→ **Selection**

○ ○ ○ ○ ○

# Rubio raw wood cleaner vs everything that is cheaper



## onglueme (Aug 23, 2018)

Hello,

Curious if anyone has had the experience with Rubio raw wood cleaner. I am somewhat liking the look of Rubio monocoat (more than one coat though) but I am curious if there is any advantage shelling out for the raw wood cleaner that they offer or is it over-glorified mineral spirits?

Thanks in advance.
Larry


----------



## SMP (Aug 29, 2018)

Cleaner? I'm no big city lawyer, but i just sand raw wood until its clean. Unlesss you are trying to bleach wood?


----------



## onglueme (Aug 23, 2018)

> Cleaner? I'm no big city lawyer, but i just sand raw wood until its clean. Unlesss you are trying to bleach wood?
> 
> - SMP


Hey, I didn't mix it. They are suggesting to use it prior to applying the monocoat and I just want to know if there is any merit.


----------



## pottz (Sep 15, 2015)

well a good wood cleaner will remove stains.mildew and the graying wood has takin over many years.yeah you can sand it out if you want to and remove a good amount of wood and spend the time to do what a good wood cleaner will do. research it and decide for yourself.you dont need a "lawyer"-lol.


----------



## onglueme (Aug 23, 2018)

> well a good wood cleaner will remove stains.mildew and the graying wood has takin over many years.yeah you can sand it out if you want to and remove a good amount of wood and spend the time to do what a good wood cleaner will do. research it and decide for yourself.you dont need a "lawyer"-lol.
> 
> - pottz


Thanks for letting me know what a good wood cleaner does.

You know, I am not an experienced wood worker, as a matter of fact I am just starting out. If you are saying this forum is not welcoming to newbies where I can ask for advice about things that maybe second nature to some, then just say so and I will take my "research" elsewhere.


----------



## pottz (Sep 15, 2015)

> well a good wood cleaner will remove stains.mildew and the graying wood has takin over many years.yeah you can sand it out if you want to and remove a good amount of wood and spend the time to do what a good wood cleaner will do. research it and decide for yourself.you dont need a "lawyer"-lol.
> 
> - pottz
> 
> ...


who gave that impressiion ? this forum is all about helping each other learn and grow our wood working knowledge and skills,that's why after being involved in wood working for about 50 years i came here,to learn and expand my skill base.you came to the right place to learn,if anyone gives you a problem come too me and i will help you get where you need to be.youve been here for a couple years so your not a new kid too the b-s that goes on here,well im no bull [email protected]#ter so call me if you need help.if i cant help ive got friends that will.peace.


----------



## RichT (Oct 14, 2016)

I'm not sure why this escalated, but I know pottz well, and he's a great guy who loves to help out anyone, regardless of their level of experience.

○ ○ ○ ○ ○

→ **Items**
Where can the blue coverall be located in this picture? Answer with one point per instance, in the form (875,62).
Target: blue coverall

○ ○ ○ ○ ○

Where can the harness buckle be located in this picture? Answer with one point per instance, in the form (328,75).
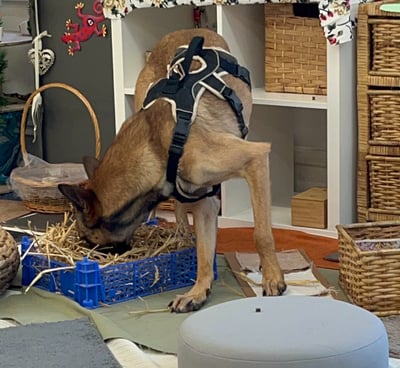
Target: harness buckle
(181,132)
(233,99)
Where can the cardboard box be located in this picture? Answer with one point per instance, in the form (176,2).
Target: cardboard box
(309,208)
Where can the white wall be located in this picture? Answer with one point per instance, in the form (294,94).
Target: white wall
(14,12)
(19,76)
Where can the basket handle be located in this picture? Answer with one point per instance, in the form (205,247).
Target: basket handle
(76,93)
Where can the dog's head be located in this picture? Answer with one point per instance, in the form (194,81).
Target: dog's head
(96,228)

○ ○ ○ ○ ○

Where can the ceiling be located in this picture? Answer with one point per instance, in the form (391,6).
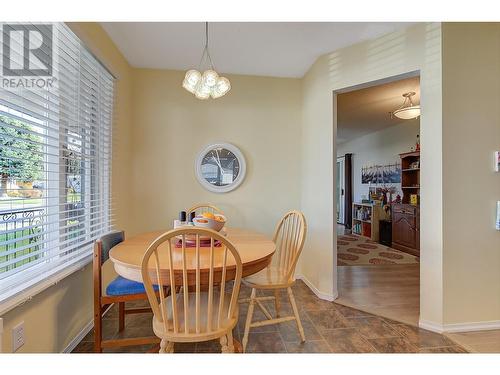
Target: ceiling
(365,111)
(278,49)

○ ○ ○ ○ ○

→ **Stated exercise**
Rewrite the part of the forum thread that begins at the words "who gave that" and stops after "(Oct 14, 2016)", changing "skill base" to "skill set". Rely only on the forum thread for this.

→ **Response**
who gave that impressiion ? this forum is all about helping each other learn and grow our wood working knowledge and skills,that's why after being involved in wood working for about 50 years i came here,to learn and expand my skill set.you came to the right place to learn,if anyone gives you a problem come too me and i will help you get where you need to be.youve been here for a couple years so your not a new kid too the b-s that goes on here,well im no bull [email protected]#ter so call me if you need help.if i cant help ive got friends that will.peace.


----------



## RichT (Oct 14, 2016)